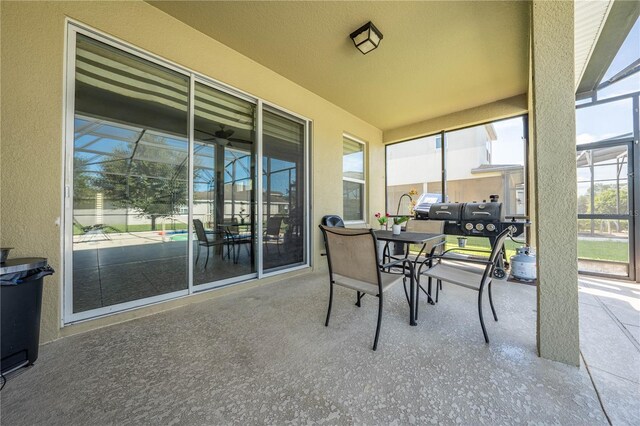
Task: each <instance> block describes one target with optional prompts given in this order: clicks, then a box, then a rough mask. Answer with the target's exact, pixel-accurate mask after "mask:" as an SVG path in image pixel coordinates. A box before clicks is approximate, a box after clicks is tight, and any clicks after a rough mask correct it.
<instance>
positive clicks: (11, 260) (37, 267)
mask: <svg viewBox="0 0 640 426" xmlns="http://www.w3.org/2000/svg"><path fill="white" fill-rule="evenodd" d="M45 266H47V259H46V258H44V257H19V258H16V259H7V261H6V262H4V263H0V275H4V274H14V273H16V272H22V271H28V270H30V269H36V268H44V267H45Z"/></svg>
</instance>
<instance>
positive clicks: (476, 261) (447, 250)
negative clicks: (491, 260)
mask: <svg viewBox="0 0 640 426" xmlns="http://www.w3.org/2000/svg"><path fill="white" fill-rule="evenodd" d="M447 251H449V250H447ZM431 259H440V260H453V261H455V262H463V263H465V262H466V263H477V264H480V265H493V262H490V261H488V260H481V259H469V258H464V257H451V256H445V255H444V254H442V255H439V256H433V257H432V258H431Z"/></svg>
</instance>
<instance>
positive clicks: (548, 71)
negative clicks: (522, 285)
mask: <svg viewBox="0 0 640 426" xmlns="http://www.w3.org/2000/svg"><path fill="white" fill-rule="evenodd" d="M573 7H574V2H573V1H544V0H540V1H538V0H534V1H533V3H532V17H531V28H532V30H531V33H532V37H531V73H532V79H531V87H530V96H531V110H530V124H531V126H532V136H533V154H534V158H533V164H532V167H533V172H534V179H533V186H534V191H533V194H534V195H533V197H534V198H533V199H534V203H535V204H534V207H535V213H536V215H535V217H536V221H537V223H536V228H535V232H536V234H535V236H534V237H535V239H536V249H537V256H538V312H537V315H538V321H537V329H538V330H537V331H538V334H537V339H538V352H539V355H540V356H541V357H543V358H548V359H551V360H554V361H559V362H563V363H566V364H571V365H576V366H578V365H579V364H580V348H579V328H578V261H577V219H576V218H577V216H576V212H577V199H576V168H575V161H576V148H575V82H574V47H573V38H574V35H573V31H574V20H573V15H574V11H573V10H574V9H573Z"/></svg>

────────────────

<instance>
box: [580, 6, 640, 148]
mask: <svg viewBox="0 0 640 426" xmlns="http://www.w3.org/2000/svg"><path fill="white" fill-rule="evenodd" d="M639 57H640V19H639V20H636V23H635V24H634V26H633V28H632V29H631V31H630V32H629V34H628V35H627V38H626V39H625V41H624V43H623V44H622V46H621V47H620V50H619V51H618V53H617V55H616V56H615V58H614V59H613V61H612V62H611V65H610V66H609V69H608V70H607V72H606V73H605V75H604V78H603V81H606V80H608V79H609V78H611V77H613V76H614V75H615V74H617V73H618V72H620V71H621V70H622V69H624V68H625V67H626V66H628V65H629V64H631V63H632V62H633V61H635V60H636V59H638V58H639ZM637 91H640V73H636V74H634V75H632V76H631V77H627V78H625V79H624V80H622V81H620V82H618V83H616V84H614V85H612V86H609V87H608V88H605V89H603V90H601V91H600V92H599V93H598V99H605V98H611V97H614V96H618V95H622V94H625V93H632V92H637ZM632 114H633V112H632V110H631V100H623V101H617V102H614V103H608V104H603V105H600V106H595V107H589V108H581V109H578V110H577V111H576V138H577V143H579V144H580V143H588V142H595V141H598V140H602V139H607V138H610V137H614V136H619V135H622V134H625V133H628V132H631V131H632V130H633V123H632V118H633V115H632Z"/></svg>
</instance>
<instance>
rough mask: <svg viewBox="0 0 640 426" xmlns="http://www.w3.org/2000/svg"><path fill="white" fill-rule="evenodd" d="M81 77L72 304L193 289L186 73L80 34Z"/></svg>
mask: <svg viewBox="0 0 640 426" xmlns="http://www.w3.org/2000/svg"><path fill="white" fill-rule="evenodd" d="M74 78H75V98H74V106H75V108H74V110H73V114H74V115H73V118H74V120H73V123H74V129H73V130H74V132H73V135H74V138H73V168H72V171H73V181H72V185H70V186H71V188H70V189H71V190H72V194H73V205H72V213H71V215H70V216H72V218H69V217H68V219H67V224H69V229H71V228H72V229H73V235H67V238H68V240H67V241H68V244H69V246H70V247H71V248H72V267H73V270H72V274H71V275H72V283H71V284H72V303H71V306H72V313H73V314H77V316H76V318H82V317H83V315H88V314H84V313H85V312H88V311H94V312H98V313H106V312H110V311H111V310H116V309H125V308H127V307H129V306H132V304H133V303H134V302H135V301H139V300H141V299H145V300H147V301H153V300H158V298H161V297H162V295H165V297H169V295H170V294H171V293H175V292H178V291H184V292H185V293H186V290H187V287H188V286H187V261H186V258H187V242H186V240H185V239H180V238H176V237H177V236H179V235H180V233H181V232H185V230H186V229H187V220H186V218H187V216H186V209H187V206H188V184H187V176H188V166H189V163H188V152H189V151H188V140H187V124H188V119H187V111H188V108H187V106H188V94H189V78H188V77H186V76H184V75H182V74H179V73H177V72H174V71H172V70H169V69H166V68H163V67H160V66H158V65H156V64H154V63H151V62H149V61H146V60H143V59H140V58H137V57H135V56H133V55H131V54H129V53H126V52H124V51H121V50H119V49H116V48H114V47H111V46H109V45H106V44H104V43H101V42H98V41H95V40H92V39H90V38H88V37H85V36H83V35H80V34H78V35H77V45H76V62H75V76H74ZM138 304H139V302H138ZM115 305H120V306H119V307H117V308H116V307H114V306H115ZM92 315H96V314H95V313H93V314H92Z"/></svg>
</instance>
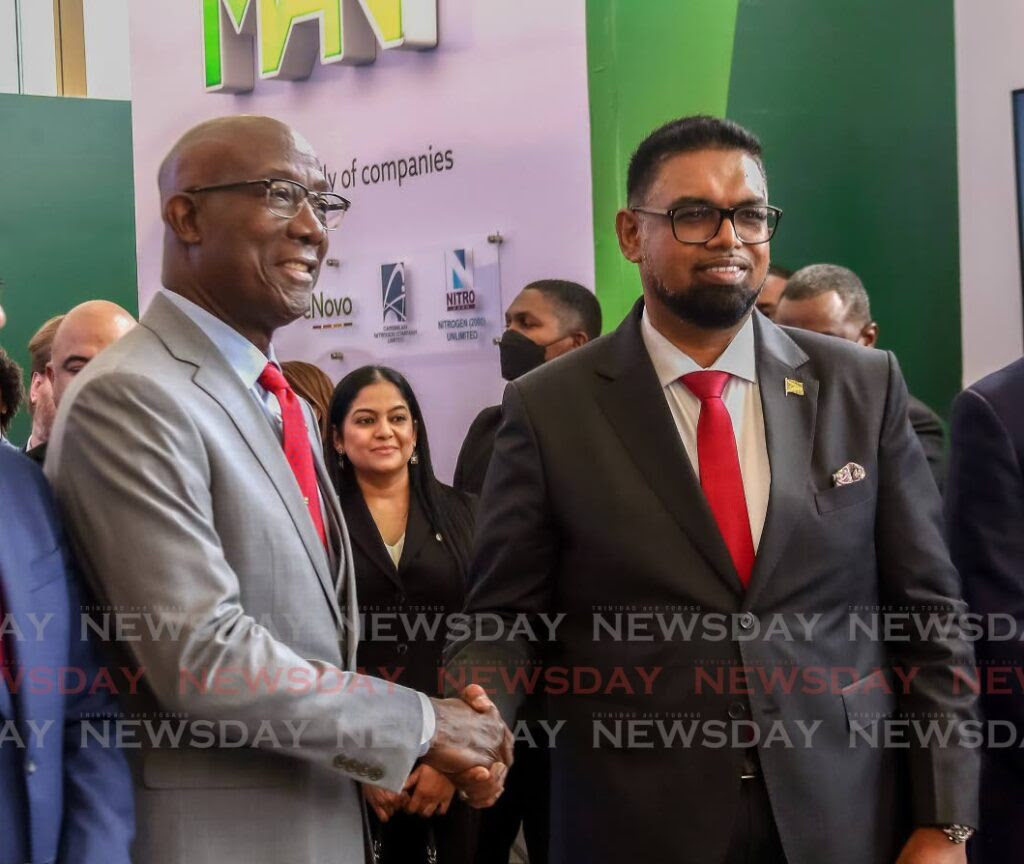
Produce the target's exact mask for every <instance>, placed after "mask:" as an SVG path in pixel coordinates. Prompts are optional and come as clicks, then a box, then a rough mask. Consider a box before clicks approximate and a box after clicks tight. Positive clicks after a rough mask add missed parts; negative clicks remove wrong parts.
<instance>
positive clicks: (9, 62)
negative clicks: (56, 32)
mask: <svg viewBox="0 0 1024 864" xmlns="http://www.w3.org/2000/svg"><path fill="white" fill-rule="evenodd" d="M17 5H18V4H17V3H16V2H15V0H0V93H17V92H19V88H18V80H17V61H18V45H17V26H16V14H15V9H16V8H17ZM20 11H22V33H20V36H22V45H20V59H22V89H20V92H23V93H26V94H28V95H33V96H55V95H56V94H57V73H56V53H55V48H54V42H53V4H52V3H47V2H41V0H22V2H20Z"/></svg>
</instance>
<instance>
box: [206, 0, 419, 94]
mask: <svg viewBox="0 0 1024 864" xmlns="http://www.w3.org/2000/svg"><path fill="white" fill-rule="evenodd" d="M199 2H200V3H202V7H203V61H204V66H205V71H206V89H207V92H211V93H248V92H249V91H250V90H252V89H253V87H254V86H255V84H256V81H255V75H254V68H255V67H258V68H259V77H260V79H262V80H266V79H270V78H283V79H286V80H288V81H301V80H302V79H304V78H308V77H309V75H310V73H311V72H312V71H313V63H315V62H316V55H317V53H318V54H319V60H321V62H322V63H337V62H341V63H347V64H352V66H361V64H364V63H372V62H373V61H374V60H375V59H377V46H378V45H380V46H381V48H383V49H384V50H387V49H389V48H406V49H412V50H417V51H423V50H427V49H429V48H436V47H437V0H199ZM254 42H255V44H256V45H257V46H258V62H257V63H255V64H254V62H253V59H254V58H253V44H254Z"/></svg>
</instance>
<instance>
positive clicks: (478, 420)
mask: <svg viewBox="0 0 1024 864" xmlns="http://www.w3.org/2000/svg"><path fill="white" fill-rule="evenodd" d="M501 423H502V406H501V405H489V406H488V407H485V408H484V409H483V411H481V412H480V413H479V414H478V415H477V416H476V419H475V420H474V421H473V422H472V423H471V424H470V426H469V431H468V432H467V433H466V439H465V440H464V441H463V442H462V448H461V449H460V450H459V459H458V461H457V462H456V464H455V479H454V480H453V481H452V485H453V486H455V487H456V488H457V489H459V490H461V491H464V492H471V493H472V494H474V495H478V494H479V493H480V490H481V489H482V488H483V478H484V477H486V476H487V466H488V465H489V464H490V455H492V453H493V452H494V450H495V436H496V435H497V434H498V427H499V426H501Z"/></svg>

────────────────

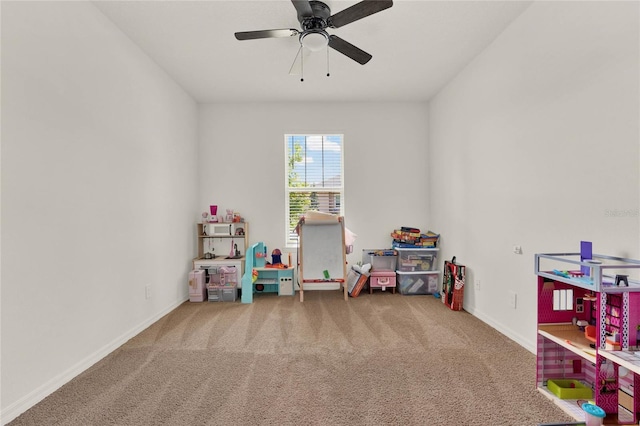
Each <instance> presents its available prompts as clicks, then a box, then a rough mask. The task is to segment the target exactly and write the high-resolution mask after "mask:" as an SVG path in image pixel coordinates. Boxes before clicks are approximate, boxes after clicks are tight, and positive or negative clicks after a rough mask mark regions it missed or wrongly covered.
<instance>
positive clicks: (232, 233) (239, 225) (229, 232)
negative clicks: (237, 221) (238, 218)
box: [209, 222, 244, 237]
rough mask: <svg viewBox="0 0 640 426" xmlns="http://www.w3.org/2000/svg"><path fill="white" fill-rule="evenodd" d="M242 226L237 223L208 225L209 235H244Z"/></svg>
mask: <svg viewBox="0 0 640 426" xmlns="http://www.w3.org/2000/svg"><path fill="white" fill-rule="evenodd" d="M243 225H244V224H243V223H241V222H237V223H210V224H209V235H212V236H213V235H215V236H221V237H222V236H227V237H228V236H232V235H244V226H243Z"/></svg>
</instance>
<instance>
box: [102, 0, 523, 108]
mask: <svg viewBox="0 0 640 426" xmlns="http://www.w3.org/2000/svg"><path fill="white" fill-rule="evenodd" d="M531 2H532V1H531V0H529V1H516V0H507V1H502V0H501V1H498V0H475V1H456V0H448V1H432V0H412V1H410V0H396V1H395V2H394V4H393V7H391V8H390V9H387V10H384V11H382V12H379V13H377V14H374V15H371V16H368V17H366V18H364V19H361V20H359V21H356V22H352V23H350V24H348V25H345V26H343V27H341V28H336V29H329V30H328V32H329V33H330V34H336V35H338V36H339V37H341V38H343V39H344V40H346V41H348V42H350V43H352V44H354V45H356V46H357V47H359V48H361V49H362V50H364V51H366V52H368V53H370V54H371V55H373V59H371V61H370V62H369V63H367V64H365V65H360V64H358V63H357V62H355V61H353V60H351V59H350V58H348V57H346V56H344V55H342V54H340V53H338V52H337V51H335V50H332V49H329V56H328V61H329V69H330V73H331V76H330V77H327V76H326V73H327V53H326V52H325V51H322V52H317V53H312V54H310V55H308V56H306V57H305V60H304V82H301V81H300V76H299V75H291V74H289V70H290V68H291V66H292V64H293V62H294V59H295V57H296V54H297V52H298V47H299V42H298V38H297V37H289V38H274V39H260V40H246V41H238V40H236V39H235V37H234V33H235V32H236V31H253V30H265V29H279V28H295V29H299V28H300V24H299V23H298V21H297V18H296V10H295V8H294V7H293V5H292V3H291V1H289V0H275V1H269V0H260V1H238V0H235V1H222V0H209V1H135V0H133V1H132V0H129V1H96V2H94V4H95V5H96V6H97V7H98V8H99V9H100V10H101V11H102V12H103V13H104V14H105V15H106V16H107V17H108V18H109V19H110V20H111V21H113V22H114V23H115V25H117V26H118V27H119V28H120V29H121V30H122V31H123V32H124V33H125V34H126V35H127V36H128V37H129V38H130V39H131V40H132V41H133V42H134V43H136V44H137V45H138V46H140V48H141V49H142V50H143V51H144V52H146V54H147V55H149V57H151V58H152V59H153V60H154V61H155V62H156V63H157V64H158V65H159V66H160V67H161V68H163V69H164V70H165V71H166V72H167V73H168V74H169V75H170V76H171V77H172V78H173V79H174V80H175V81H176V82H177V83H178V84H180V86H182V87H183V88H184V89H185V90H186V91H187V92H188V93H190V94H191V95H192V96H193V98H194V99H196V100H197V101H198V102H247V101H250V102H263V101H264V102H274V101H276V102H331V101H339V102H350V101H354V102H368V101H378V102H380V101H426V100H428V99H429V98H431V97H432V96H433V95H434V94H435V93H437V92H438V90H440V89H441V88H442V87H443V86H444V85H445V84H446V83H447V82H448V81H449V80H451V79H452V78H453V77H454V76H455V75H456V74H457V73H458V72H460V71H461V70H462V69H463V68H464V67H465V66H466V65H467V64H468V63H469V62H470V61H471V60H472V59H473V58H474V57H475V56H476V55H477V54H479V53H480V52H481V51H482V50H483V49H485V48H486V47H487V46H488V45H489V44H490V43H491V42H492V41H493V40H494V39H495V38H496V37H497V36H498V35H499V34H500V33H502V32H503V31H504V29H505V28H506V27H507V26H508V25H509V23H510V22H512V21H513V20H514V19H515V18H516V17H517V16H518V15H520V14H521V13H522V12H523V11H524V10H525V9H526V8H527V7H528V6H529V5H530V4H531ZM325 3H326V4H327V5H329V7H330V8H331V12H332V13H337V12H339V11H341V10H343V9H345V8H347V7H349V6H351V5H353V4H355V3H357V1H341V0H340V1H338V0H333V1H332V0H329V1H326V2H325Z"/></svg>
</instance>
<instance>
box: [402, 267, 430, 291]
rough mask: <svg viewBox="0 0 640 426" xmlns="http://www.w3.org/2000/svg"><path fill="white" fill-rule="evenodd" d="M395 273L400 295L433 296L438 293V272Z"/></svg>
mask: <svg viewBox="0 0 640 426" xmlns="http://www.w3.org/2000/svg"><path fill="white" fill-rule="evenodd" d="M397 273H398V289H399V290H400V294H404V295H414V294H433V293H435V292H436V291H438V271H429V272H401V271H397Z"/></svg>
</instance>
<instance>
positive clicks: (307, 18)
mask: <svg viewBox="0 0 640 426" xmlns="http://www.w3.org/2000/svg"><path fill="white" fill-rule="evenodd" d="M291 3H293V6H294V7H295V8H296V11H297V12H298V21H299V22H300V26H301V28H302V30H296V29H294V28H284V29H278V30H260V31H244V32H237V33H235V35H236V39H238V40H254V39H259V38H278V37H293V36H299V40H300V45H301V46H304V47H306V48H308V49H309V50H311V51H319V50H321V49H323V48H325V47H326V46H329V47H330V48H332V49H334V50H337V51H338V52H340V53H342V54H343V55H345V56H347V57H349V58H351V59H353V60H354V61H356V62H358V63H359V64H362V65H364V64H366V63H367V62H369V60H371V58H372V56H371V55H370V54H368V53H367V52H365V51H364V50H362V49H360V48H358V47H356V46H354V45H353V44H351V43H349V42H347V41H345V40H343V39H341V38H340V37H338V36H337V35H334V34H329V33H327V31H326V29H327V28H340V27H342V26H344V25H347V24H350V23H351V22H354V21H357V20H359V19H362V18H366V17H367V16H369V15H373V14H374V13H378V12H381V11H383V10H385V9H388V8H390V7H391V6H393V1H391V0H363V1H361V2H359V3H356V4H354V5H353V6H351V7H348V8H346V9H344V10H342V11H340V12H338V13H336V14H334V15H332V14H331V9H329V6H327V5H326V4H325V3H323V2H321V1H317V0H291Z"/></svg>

────────────────

Could you arrange the data above as a numbered list, from the line containing "Task: each <instance>" through the line containing "positive clicks: (11, 260) (37, 267)", with blank lines left out?

1. Task: each <instance> block describes one target with optional prompts given in this order: clicks, then a box, then a rough mask. Answer with the target's exact, pixel-accurate mask after "mask:" as an SVG path in image pixel coordinates. A box before clicks is approximate, a box after clicks is tight, and any clicks after a rough mask correct it.
2. <instance>
3. positive clicks: (11, 260) (37, 267)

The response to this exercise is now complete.